» **INPUT FOR THIS TASK**:
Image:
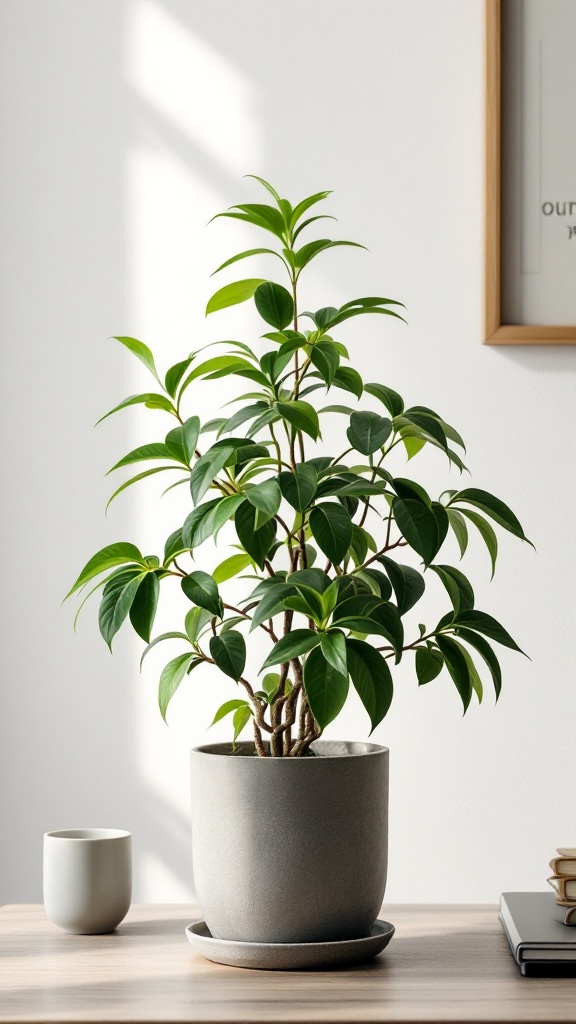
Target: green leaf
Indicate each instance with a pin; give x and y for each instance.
(233, 294)
(149, 399)
(309, 601)
(145, 603)
(307, 252)
(368, 431)
(275, 304)
(272, 602)
(153, 451)
(171, 677)
(227, 709)
(260, 215)
(371, 677)
(229, 651)
(181, 440)
(407, 583)
(418, 526)
(331, 527)
(412, 444)
(299, 487)
(348, 380)
(265, 498)
(195, 622)
(106, 558)
(389, 398)
(388, 620)
(301, 415)
(243, 255)
(485, 650)
(429, 664)
(378, 583)
(202, 590)
(174, 546)
(240, 721)
(292, 645)
(333, 647)
(481, 622)
(175, 374)
(428, 424)
(163, 636)
(459, 589)
(256, 543)
(206, 469)
(492, 507)
(137, 478)
(316, 579)
(486, 531)
(141, 352)
(458, 524)
(193, 520)
(457, 667)
(231, 567)
(326, 688)
(240, 417)
(476, 681)
(116, 601)
(325, 357)
(305, 205)
(409, 488)
(348, 310)
(359, 545)
(213, 521)
(442, 522)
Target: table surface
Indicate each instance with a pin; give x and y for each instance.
(444, 964)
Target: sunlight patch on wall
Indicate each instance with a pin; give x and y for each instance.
(158, 884)
(191, 85)
(196, 133)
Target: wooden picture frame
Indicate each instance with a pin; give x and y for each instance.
(496, 332)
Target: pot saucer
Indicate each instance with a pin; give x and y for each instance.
(288, 955)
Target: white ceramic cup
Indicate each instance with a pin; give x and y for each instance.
(87, 879)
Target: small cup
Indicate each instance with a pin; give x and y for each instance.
(87, 879)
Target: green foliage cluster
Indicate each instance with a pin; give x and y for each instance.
(316, 534)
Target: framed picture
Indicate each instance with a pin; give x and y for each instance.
(530, 229)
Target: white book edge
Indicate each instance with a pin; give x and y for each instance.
(523, 951)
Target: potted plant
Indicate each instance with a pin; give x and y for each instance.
(291, 830)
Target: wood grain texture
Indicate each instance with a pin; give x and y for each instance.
(445, 964)
(496, 333)
(492, 181)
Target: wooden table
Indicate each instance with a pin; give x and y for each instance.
(444, 964)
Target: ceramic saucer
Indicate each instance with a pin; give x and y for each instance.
(288, 955)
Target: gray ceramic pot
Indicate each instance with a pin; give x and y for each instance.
(290, 849)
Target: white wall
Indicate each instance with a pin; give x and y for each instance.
(126, 124)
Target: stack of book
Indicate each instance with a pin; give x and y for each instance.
(564, 882)
(539, 940)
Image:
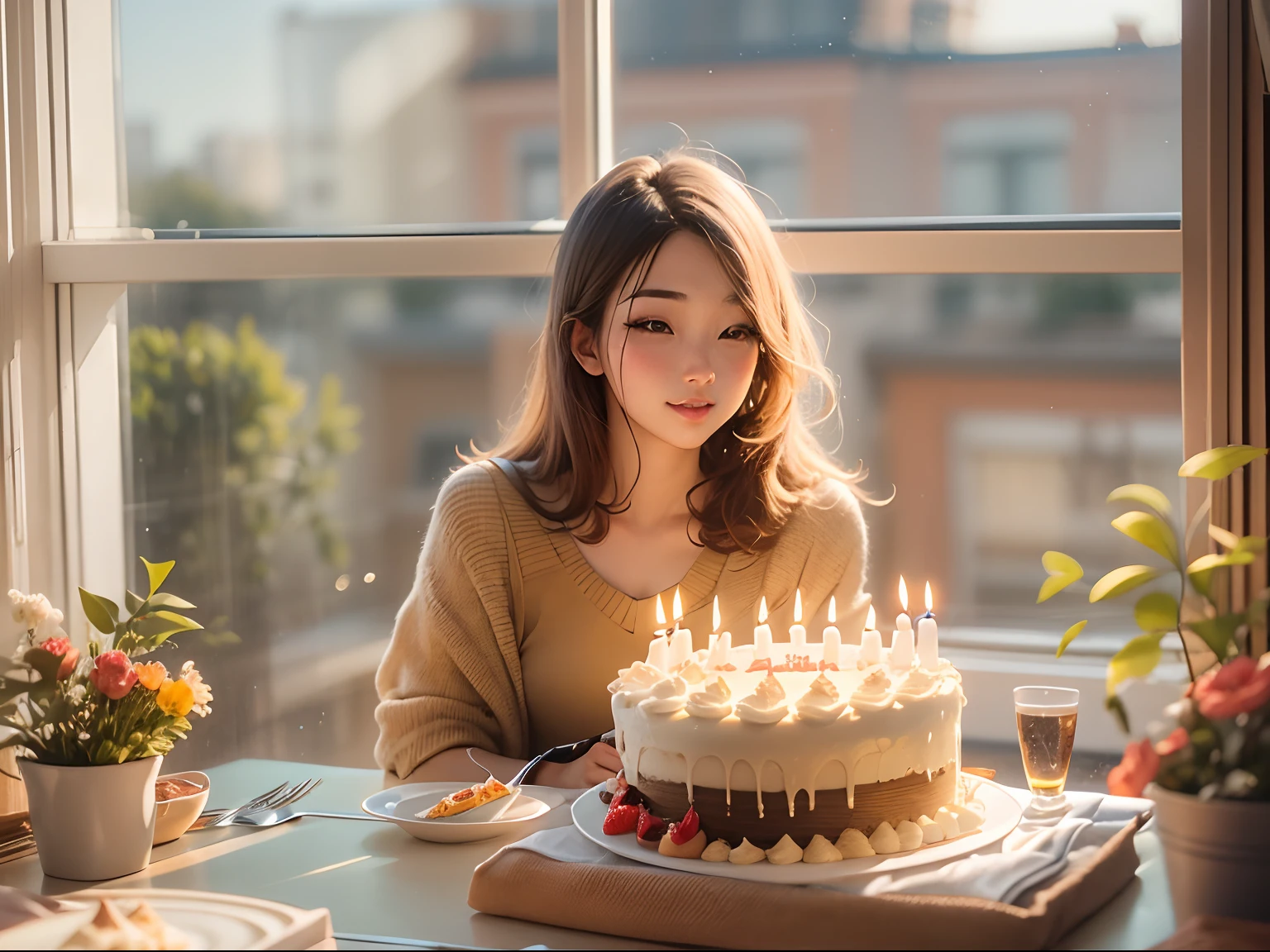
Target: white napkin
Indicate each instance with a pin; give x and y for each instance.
(1040, 850)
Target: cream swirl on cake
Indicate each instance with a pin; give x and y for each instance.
(766, 705)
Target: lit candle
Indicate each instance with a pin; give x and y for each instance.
(928, 636)
(681, 641)
(720, 645)
(832, 637)
(870, 641)
(798, 634)
(762, 634)
(902, 621)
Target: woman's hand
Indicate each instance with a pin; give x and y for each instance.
(594, 767)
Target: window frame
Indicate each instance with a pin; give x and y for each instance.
(66, 300)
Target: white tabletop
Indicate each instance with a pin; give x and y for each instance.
(379, 881)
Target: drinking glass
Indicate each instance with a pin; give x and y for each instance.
(1047, 733)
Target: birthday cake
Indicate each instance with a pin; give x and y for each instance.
(776, 741)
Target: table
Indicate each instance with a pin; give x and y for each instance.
(379, 881)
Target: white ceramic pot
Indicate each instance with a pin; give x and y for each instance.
(93, 823)
(1217, 853)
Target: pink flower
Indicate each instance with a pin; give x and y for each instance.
(1232, 689)
(1174, 743)
(64, 649)
(1135, 769)
(112, 674)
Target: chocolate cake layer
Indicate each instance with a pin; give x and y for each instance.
(893, 801)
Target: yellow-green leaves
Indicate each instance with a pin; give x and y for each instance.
(1137, 659)
(158, 571)
(1120, 580)
(1070, 636)
(1063, 570)
(1156, 612)
(1144, 495)
(1220, 462)
(1149, 531)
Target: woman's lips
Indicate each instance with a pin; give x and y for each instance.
(692, 410)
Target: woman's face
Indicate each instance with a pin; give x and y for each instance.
(678, 355)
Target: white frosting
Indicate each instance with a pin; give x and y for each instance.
(822, 701)
(713, 702)
(884, 730)
(667, 696)
(766, 705)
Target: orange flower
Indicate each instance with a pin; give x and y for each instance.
(175, 698)
(151, 674)
(1135, 771)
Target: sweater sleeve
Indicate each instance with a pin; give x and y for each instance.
(451, 674)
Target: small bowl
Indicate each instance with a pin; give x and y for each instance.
(174, 816)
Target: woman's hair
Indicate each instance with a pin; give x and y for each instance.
(760, 464)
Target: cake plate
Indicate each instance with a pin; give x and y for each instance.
(1002, 814)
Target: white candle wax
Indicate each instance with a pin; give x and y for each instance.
(720, 651)
(928, 644)
(870, 648)
(902, 649)
(681, 646)
(762, 642)
(832, 639)
(659, 653)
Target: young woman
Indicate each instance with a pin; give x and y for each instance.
(662, 445)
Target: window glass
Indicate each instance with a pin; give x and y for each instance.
(287, 440)
(860, 108)
(332, 113)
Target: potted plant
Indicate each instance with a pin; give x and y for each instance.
(1210, 774)
(92, 731)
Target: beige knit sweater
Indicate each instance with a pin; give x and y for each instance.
(509, 637)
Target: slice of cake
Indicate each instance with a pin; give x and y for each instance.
(789, 744)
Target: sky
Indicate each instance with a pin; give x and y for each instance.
(205, 66)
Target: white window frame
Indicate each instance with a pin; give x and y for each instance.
(63, 310)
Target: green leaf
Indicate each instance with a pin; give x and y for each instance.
(1115, 707)
(1137, 659)
(1063, 570)
(1218, 632)
(1068, 637)
(1144, 495)
(1201, 571)
(134, 603)
(102, 612)
(1220, 462)
(1120, 580)
(158, 571)
(1149, 531)
(165, 601)
(1156, 611)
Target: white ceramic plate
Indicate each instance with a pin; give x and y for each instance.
(1002, 815)
(400, 805)
(208, 919)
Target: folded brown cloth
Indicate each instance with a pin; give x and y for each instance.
(661, 905)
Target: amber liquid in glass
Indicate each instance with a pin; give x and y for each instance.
(1045, 741)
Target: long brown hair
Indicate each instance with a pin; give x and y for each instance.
(758, 466)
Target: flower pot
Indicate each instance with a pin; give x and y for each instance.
(1217, 853)
(93, 823)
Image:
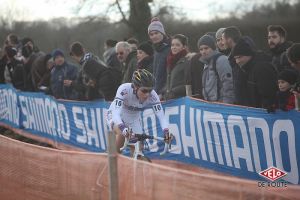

» **EXERCISE TASK**: Return the listing above verbatim, every line of it, but leave out the pictures.

» **WRITTEN SOLUTION**:
Image:
Target: green leaf
Indicate each instance with a pin; give x and y for each instance.
(233, 294)
(149, 399)
(309, 601)
(145, 603)
(307, 252)
(368, 431)
(275, 304)
(272, 602)
(153, 451)
(171, 677)
(227, 709)
(260, 215)
(371, 677)
(229, 651)
(181, 440)
(407, 583)
(418, 526)
(331, 527)
(412, 444)
(299, 487)
(348, 380)
(265, 498)
(195, 622)
(106, 558)
(389, 398)
(388, 620)
(301, 415)
(243, 255)
(485, 650)
(429, 664)
(378, 583)
(202, 590)
(174, 546)
(240, 721)
(292, 645)
(333, 647)
(481, 622)
(175, 374)
(428, 424)
(163, 636)
(459, 589)
(256, 543)
(206, 469)
(492, 507)
(137, 478)
(316, 579)
(486, 531)
(141, 352)
(458, 524)
(193, 520)
(457, 667)
(231, 567)
(326, 688)
(240, 417)
(476, 681)
(116, 601)
(325, 357)
(305, 205)
(409, 488)
(348, 310)
(359, 545)
(213, 521)
(442, 522)
Target: table surface
Indicate each instance with a pin; give x and y for each instance.
(444, 964)
Target: sunlight patch on wall
Indicate each instance with a pin; give x and y for each instance.
(158, 884)
(191, 85)
(196, 133)
Target: wooden picture frame
Indicate each instance with a pin; give x and y for each instance.
(496, 332)
Target: pot saucer
Indicate each instance with a pin; give x and y for each instance.
(288, 955)
Target: white ceramic cup
Indicate each instance with a pin; give x and y for each instance.
(87, 879)
Target: small cup
Indicate each instance with a pin; give x and y for each instance.
(87, 879)
Target: green foliage cluster
Indicate each instance with a pin; give x and y for each instance.
(316, 534)
Target: framed picture
Indicate each instance with a pin; give x and y for each instance.
(530, 229)
Target: white book edge
Indicate each instance with a pin; give x and y for each instance.
(523, 951)
Target: potted plant
Indicate each instance with a pin; give x and y for each instance.
(291, 830)
Target: wood grain texture
Indicate each instance with a pin; give x and y for each instance.
(445, 964)
(496, 333)
(492, 181)
Target: wooden table
Indicate each instance with a pin; give x and y for each instance.
(444, 964)
Target: ceramic saucer
Indicate each instance with a pin; give x and y for each instance.
(288, 955)
Target: gray ceramic pot
Indicate each instance with a pin; give x and y for each instance.
(290, 849)
Target: white wall
Indicate each instance with a pin; give x and y for each instance.
(126, 124)
Target: stack of book
Indicate each instance with a pin; give x and y for each instance.
(564, 882)
(539, 940)
Image:
Target: white napkin
Indicate each instance with a pin; give x and y for each instance.
(1040, 850)
Target: cream swirl on cake
Indicate each instance with a pin; give x and y for each instance.
(766, 705)
Target: lit candle
Indicate each instance with a pin; give x and y for each instance.
(928, 636)
(681, 641)
(720, 645)
(832, 637)
(870, 641)
(798, 634)
(762, 634)
(902, 621)
Target: woman's hand
Indicate each instance with a pin; give x and y for each instance.
(594, 767)
Target: window frame
Indicate each instance with a pin; give x and y for each instance.
(66, 300)
Target: white tabletop
Indicate each instance with a pin; give x and y for each instance.
(379, 881)
Target: drinking glass
Indicate each instance with a pin; give x and y for each instance.
(1047, 733)
Target: birthday cake
Indicate each instance with a pin; give x and y for each instance.
(776, 741)
Target: table
Indicate each instance with a pin; give x and y for each instance.
(379, 881)
Target: white ceramic pot
Indicate each instance with a pin; give x and y for each instance.
(93, 823)
(1217, 853)
Target: pink flower
Indicate each instance with a pin; give x and y for each instance.
(1232, 689)
(1174, 743)
(64, 649)
(1135, 769)
(112, 674)
Target: chocolate cake layer
Indicate each instance with a pin; give x and y for each instance.
(893, 801)
Target: yellow-green leaves
Indicate each instance with a pin; give x and y for each instance.
(1137, 659)
(158, 571)
(1120, 580)
(1070, 636)
(1063, 570)
(1156, 612)
(1144, 495)
(1220, 462)
(1149, 531)
Target: woman's lips
Indicate each instance with a pin; give x and y for each instance.
(692, 410)
Target: woman's face
Indicate each instance with a pin; give x and y for each instance.
(678, 355)
Target: white frosting
Indicate each instance with a pin; give x and y for each instance.
(822, 701)
(713, 702)
(884, 730)
(667, 696)
(766, 705)
Target: orange flower
Indicate each instance with a pin; give x and y for each instance.
(175, 698)
(151, 674)
(1135, 771)
Target: sweater sleeve
Indicate each instance with a pin; give x and y for each instance.
(451, 674)
Target: small bowl
Indicate each instance with a pin; give x and y for each instance.
(174, 816)
Target: woman's hair
Indicate each instance with a pin; give x and y for each instance.
(760, 464)
Target: cake plate
Indicate each instance with a pin; give x and y for each instance.
(1002, 814)
Target: white candle wax
Indicate each instance with a pin; give x and y for each instance.
(720, 651)
(928, 644)
(870, 648)
(902, 649)
(681, 646)
(762, 642)
(832, 639)
(659, 653)
Target: young woman
Indicate each instance with a pin; give x and y for each instance.
(662, 445)
Target: window glass
Indicate each instance with a pin; give x and y for each instance.
(287, 440)
(860, 108)
(332, 113)
Target: potted plant
Indicate each instance with a pin; give x and y for each instance.
(1210, 774)
(92, 731)
Target: beige knit sweater
Indicate each instance with a pin; give x and y for each instance.
(509, 637)
Target: slice of cake
Indicate each instance with a pin; give x and y for each instance.
(789, 744)
Target: sky
Indicate each instance with a pin; give x and y for each instance.
(205, 66)
Target: white window frame
Indicate each instance with a pin; give x and y for each instance.
(63, 310)
Target: green leaf
Indicate each instance with a pin; give x and y for each instance.
(1115, 707)
(1137, 659)
(1063, 570)
(1218, 632)
(1068, 637)
(1144, 495)
(1201, 571)
(134, 603)
(102, 612)
(1220, 462)
(1120, 580)
(158, 571)
(1149, 531)
(165, 601)
(1156, 611)
Target: white ceramic plate
Indicate each instance with a pin; give x and y for each instance.
(1002, 815)
(400, 805)
(208, 919)
Target: folded brown cloth
Indicate each instance with a pin; give x and y for each instance.
(661, 905)
Target: amber liquid in glass
Indicate each instance with a pin; give x and y for each instance.
(1045, 741)
Target: long brown hair
Indicate each instance with a pin; give x and y for each instance.
(758, 466)
Target: flower pot
Indicate each instance with a pin; give x and y for each instance.
(1217, 853)
(93, 823)
Image:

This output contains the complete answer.